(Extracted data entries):
++++++++++

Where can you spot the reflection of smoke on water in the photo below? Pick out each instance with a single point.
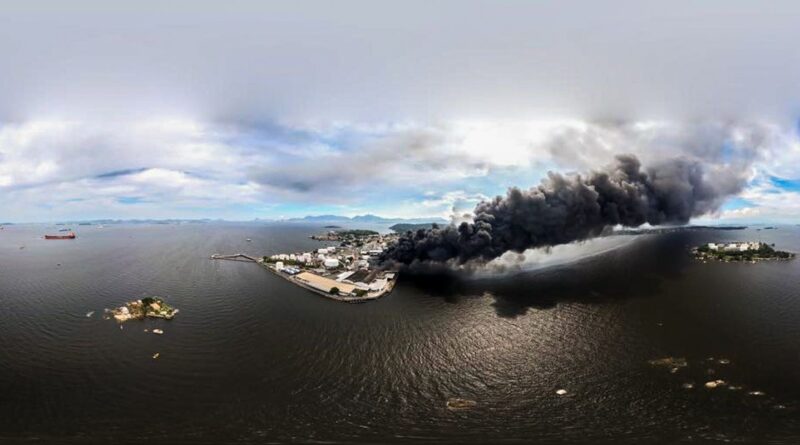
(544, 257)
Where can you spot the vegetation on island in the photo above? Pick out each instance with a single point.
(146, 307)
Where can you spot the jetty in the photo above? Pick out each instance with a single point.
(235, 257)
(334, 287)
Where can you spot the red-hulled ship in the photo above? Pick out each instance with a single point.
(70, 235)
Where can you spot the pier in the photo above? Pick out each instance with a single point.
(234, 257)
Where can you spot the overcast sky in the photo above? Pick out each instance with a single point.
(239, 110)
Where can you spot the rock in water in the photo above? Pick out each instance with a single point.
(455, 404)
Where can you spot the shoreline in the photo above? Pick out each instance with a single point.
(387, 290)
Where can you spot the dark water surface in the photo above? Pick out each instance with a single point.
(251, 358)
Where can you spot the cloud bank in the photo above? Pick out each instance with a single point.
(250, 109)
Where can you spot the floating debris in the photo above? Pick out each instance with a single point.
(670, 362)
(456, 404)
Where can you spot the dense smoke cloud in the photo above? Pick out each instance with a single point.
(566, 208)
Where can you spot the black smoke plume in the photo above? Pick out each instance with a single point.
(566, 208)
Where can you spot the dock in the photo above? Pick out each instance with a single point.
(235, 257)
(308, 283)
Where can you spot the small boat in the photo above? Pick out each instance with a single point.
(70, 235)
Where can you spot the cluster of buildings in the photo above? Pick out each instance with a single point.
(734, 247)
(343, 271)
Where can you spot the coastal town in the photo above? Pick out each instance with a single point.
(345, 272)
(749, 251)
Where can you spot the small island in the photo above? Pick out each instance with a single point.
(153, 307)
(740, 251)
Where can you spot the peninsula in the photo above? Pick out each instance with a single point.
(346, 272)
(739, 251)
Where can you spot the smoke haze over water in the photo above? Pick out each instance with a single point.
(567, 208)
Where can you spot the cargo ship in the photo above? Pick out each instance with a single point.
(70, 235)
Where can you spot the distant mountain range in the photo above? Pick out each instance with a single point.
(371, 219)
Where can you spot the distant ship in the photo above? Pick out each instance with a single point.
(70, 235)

++++++++++

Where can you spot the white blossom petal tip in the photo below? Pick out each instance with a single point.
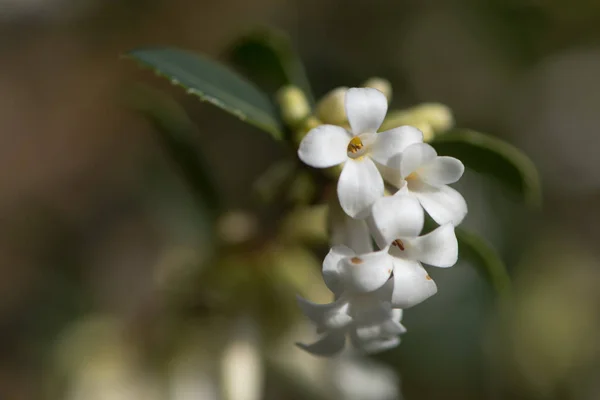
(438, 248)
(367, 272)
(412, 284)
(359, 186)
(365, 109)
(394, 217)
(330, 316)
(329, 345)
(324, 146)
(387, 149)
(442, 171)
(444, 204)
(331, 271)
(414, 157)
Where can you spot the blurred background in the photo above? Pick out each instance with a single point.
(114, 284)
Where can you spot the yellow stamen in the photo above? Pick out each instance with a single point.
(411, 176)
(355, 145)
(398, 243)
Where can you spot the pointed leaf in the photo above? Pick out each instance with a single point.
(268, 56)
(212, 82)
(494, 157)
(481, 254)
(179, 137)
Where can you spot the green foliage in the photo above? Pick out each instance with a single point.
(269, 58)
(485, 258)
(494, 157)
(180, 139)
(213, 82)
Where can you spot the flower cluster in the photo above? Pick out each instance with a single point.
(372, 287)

++++++++++

(Aim of the exercise): Display each line of the data above that contains the word "below". Matching is case-sensitive.

(Answer for the task):
Where can you spot the reflection of smoke on water in the photo below? Pick out each instance with a single point.
Where can you spot the white blossom petal tip in the photo below? Pick out each instance with a single point.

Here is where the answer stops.